• _JOBS_:
(1) Decide whether each statement below agrees with the forum discussion on electric vehicle charging, answering yes or no and quoting the deciding words of the discussion. (a) One poster proposes that the car itself should serve as the payment method. (b) The reply addressed to AndrueC says that high public charging costs are mainly a complaint from people who already drive electric vehicles. (c) The last post says that cheap home charging relies on cheap rate periods that are generally at night.
(2) Extend the forum discussion on electric vehicle charging, beginning right after its final sentence.

• _EXCERPTED PASSAGE_:
*-*-*

How are these hundreds and hundreds of charger at shopping places paid for? There are moans now that some car chargers have high charging costs.

Are there? I've not seen any complaints about pricing. The biggest moans I've heard are that the different networks don't accept other network's payments which is silly. It's bad enough trying to find a charger when you need one but having to find a charger that you actually have a subscription to use is rank stupidity.

Frankly the payment situation is stupid. The chargers shouldn't even need a card reader - the car should be the payment method. When the car is plugged in there is already communication between vehicle and charger so why can't the vehicle have an associated account? Make it a requirement as part of the VED process.

How much more streamlined can you get? Park car, plug in walk away. No need even to get your wallet out.

  • Like 1

Posted

AndrueC, I have also heard that high charges are a deterrent to going EV not a complaint by those that have.  The high public charges are similar to the premium for motorway fuel charges.

Posted
18 minutes ago, AndrueC said:

However it is illegal to permanently run a cable across the pavement and councils might decide to get all jobsworth with people who leave their charging cables out overnight I suppose. But most people should be able to recharge in less than an hour due to most journeys being local so I think they'd be fine.

First, running a cable across the pavement is predicated on you getting your car parked outside your home. 

Secondly, the purpose of home charging is to avoid the high cost of public charging. 

Third, cheap home charging depends on cheap rate charging periods which are generally during the night.

*-*-*

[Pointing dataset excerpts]
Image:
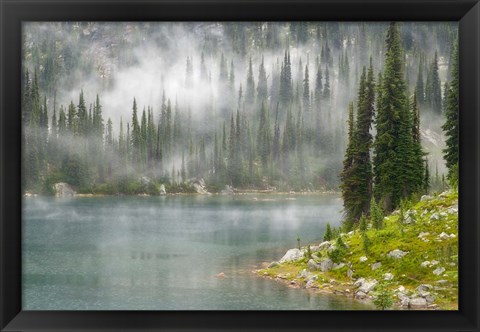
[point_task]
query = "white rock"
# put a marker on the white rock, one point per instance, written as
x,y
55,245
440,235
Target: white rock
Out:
x,y
423,234
376,265
438,271
292,255
397,254
387,276
326,265
338,266
426,198
359,282
443,236
425,264
350,273
162,190
367,286
312,265
324,245
303,274
418,303
361,295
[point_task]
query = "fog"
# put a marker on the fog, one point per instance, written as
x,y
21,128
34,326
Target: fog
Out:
x,y
181,62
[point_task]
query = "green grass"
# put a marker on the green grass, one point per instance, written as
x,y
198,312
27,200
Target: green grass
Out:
x,y
407,271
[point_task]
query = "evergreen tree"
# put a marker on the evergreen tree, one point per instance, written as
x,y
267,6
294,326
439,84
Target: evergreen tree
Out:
x,y
393,161
451,125
327,236
306,91
420,87
262,89
426,178
250,88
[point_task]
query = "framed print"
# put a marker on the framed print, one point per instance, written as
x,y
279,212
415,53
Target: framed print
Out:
x,y
239,166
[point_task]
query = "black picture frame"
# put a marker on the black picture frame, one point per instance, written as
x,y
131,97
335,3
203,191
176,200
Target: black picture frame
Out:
x,y
13,12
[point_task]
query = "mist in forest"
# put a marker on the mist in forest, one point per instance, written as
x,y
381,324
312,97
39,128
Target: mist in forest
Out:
x,y
251,105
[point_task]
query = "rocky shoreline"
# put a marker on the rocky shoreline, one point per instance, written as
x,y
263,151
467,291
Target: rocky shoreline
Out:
x,y
413,259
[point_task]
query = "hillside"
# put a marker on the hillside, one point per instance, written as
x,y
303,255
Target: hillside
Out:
x,y
413,262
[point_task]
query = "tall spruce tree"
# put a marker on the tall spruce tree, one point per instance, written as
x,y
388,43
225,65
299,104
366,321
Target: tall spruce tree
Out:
x,y
393,160
451,125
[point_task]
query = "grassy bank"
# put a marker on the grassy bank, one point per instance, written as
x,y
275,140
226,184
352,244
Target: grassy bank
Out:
x,y
411,261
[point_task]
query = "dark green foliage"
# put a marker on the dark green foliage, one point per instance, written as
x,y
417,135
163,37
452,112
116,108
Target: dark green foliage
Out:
x,y
327,236
363,224
367,243
384,297
286,131
451,125
376,214
398,163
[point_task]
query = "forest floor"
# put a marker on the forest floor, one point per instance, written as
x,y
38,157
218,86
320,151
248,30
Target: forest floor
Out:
x,y
414,259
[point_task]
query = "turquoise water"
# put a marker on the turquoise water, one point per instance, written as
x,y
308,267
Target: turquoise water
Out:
x,y
163,253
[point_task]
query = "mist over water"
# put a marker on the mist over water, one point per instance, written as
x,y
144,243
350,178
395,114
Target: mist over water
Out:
x,y
160,253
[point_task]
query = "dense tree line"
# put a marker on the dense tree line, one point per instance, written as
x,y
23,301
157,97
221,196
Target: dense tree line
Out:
x,y
278,124
398,168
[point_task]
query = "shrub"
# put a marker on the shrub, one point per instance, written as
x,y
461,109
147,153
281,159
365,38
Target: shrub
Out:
x,y
384,297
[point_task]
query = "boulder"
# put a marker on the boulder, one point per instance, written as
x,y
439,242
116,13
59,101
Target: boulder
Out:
x,y
425,264
324,245
443,236
311,284
312,265
199,186
338,266
438,271
426,198
326,265
424,290
417,303
162,190
387,276
145,180
397,254
423,234
350,273
291,255
228,190
359,295
367,286
63,189
430,298
303,274
376,265
359,282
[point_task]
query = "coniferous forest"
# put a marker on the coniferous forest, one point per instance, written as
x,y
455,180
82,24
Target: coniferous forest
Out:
x,y
368,109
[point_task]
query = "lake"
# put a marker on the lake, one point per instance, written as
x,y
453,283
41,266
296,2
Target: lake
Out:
x,y
163,253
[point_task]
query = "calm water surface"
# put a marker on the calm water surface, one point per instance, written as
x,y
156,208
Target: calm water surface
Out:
x,y
162,253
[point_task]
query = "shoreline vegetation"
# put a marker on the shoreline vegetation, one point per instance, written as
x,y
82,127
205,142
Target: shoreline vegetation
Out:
x,y
274,108
63,189
411,262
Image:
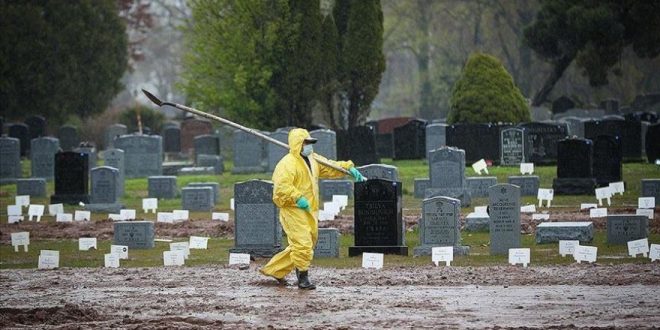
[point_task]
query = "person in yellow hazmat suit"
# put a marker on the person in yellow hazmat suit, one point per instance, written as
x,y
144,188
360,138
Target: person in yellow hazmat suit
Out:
x,y
296,193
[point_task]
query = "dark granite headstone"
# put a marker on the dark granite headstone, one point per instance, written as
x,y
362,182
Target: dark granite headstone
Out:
x,y
10,159
409,140
357,144
69,139
71,178
258,230
134,234
504,211
512,145
22,133
42,157
143,155
378,218
607,164
624,228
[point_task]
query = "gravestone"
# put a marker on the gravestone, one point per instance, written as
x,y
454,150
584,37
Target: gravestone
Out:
x,y
213,185
249,152
421,184
651,188
478,140
409,140
541,141
275,152
630,133
162,186
624,228
115,158
206,145
504,211
68,136
172,139
22,133
143,155
327,143
197,198
190,128
553,232
34,187
71,178
574,168
357,144
652,140
257,229
378,218
10,159
447,172
608,160
37,126
512,145
440,226
103,191
435,137
134,234
379,171
327,245
327,188
478,185
112,132
529,184
215,161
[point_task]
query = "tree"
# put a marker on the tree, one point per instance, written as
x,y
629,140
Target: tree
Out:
x,y
485,93
60,57
593,34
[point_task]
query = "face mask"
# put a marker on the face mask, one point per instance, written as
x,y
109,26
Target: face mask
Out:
x,y
307,150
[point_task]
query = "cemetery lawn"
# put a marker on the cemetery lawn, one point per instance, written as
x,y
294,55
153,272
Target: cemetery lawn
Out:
x,y
51,236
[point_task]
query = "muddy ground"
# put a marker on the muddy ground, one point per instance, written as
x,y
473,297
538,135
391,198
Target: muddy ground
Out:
x,y
575,296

*-*-*

• _IN RESPONSE_:
(1)
(a) Yes: "the car should be the payment method."
(b) No: "high charges are a deterrent to going EV not a complaint by those that have."
(c) Yes: "cheap home charging depends on cheap rate charging periods which are generally during the night."

(2)
Then charging in under an hour at home charger rates would require charging every day or two - remember in your youth possibly buying half a gallon or so at a time. 

Posted
11 hours ago, Roy124 said:

Then charging in under an hour at home charger rates would require charging every day or two - remember in your youth possibly buying half a gallon or so at a time. 

But that was only annoying (not that I had a car in my youth anyway) because you had to drive to a garage, possibly wait in a queue stand by the car then drive back home.

If you have a home charger all you have to do is plug the car in when you park and forget about it. Minimal effort and zero inconvenience.

That's actually way better even than having to remember to take the car to the garage once a month to fill it up with petrol and all the hassle that involves. Instead you have a car that is almost always fully 'fuelled' and ready for any journey you want to undertake.

Curb-side charging just requires councils to install them and it's not all that expensive. Some councils have already started doing it.

  • Like 1
Posted

Why should councils provide provide charging points; they don't provide petrol stations.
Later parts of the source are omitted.